◆ STUDY TEXT:
______________________________

True story: Two of the greatest actors of the 20th century met for the first time on the set of a movie called "Marathon Man." One day they went to lunch and Dustin Hoffman asked Laurence Olivier: "Why do we do it? What creates this passion we have for acting, for self-expression, for this crazy business of pretending to be people we're not?"
Olivier replied, "Dear boy, it's really quite simple." He leaned forward and said, softly but with intensity: "Look at me, look at me, look at me, look at me, look at me, look at me, look at me, look at me..."
It's a basic fact of human nature that people like - no, people need - to be seen, to be recognized and appreciated by others. For some, it's enough to get a daily kiss from a loved one and a warm "Hi, Joe, how ya doing" from a few close friends, neighbors or well-wishing coworkers. For other people, a spotlight and applause are as necessary as protein and oxygen. (Of course, a few nuts settle for just being stared at, which might explain purple hair, nose rings and tattoos.)
However it plays out, all of us need to be visible to each other in some way. This simple psychological fact has powerful implications for every consumer-facing business. Give customers even a small amount of recognition, and you significantly increase their chances of returning to buy again.
Who doesn't appreciate the waitress remembering your name? Who doesn't like the bartender remembering your favorite drink? Who doesn't like getting frequent flyer rewards, good-customer discounts and gold member perks?
Conversely, customers who receive zero recognition from a business are far less likely to patronize that same business again. Nobody likes to be treated like an ATM, valued only for their money. Nobody likes to be an Invisible Man – unseen, unappreciated, unrewarded.
All too often in the music and games industry, the Invisible Man is the player. You know: the guys and gals who select the music, rack the pool balls, spin the trackball, flip the silver ball or throw the dart ... and pay the bills.
We talk all the time about manufacturers, distributors and operators. We pay a fair amount of attention to locations. But what about players? Do we even know who they are? This industry has, to my knowledge, commissioned only one player demographic study in 25 years (Gallup did it for Atari in 1984).
Yes, I've heard all the arguments why spending money for player surveys is not worth the investment. Maybe so, maybe not. But I'll tell you this: There is no substitute for knowing your customer. Equally or more important: There is no substitute for acknowledging your customer.

______________________________

◆ EXTRACTED ENTRIES:

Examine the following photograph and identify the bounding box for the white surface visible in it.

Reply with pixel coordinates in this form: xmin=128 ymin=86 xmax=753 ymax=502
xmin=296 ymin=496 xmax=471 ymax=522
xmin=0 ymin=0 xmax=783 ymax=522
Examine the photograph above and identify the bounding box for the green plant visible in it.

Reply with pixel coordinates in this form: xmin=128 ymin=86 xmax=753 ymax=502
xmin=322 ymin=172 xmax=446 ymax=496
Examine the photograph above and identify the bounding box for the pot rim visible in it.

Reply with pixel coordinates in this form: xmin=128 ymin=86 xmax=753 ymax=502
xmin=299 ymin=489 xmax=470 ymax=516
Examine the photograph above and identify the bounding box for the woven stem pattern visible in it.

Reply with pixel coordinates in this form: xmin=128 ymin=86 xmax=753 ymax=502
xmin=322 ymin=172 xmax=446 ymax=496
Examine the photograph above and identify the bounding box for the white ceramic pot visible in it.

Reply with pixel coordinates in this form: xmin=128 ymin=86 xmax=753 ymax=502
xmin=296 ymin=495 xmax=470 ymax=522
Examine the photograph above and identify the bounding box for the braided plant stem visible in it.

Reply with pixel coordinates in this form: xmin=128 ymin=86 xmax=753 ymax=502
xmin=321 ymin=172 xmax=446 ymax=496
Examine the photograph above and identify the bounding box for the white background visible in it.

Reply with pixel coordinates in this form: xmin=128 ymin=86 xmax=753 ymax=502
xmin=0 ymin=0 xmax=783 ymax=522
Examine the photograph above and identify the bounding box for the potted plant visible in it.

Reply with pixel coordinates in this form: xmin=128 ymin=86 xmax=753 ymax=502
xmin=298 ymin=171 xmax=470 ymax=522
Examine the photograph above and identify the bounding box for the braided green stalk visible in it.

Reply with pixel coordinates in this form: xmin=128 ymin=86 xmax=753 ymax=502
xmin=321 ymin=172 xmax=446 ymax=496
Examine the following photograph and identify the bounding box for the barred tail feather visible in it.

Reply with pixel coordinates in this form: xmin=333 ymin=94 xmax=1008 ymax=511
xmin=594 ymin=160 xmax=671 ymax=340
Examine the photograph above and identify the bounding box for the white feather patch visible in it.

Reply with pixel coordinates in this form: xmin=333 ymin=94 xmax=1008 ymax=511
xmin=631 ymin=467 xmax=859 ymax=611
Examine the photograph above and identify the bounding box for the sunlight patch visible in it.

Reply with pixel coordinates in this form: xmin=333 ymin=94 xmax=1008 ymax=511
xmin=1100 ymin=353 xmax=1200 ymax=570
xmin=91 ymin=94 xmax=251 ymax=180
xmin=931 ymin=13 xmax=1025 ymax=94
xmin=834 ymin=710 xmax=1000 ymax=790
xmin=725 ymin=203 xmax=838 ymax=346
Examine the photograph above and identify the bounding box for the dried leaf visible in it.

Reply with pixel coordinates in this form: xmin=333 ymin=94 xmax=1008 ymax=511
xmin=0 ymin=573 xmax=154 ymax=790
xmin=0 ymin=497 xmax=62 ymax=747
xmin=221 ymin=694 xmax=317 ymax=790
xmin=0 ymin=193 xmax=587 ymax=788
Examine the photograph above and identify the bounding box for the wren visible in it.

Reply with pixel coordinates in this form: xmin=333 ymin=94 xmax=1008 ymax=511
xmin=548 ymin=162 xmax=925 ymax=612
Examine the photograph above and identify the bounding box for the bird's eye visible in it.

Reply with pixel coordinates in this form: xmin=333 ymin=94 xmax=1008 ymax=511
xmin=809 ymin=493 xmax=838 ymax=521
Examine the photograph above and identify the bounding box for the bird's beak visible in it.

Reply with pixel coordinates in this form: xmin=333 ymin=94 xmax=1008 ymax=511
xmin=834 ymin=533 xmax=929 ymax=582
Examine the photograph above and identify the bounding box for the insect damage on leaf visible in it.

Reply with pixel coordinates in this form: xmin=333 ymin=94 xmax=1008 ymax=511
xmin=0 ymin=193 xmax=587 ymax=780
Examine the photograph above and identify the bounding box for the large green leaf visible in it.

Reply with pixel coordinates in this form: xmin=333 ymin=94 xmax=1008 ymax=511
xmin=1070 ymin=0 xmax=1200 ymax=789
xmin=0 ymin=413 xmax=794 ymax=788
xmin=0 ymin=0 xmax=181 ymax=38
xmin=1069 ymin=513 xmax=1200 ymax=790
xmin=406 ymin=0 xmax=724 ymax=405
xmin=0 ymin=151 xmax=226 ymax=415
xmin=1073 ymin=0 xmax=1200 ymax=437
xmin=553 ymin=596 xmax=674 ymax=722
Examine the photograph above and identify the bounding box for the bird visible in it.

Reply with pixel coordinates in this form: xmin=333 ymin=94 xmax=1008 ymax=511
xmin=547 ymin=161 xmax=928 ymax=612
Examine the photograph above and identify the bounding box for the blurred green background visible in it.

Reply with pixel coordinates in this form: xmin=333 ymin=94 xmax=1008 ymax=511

______________________________

◆ PROBLEM 1: In the essay on customer recognition, who carried out the only player demographic study the industry commissioned in 25 years, and for which company?
◆ PROBLEM 2: Reproduce the passage of the essay on customer recognition between "However it plays" and "to buy again.", inclusive, swapping "consumer-facing" for "customer-facing".
◆ PROBLEM 3: Carry the essay on customer recognition forward from its last sentence.

◆ TASK OUTPUT 1: Gallup did it for Atari in 1984.

◆ TASK OUTPUT 2:
However it plays out, all of us need to be visible to each other in some way. This simple psychological fact has powerful implications for every customer-facing business. Give customers even a small amount of recognition, and you significantly increase their chances of returning to buy again.

◆ TASK OUTPUT 3:
The industry's Invisible Man is not entirely without footprints, of course. Players become extremely visible in leagues and tournaments, for example. Few things make players feel more appreciated, and more likely to keep coming back and putting money in the cashbox, than being recognized by teammates; listed on a roster; shown in a photo in a team magazine or on a league website; and receiving a trophy at a local, state or national tournament.
To their credit, the best game designers constantly talk to (and hang out with) players. Whenever they design a game, they're thinking: "As a player, would I enjoy this? Might other players like it?" That's a fine and necessary tactic. But it doesn't make the Invisible Man feel visible.
Good news: This industry's Invisible Man is getting a lot more visible these days with online player forums, player communities, social networks, personal playlists on jukeboxes and the like. But there's more to do. We have more tools than ever to bring the Invisible Man into the spotlight to make him (or her) visible, and to make them feel appreciated, remembered, served, heard, empowered and valued.
Every networked machine is a potential survey-taker and billboard for patrons' views and recognition. Every operator who owns a desktop computer is a potential creator of a local online community ... of players. We have more tools than ever to make players feel - and actually be - part of a community.
In the coming years as industry members ask themselves, "What else can we do to improve business?" one of the follow-up questions should be, "What else can we do to recognize our players, make the Invisible Man visible and increase player loyalty and repeat business?" A great deal is riding on how we answer those questions.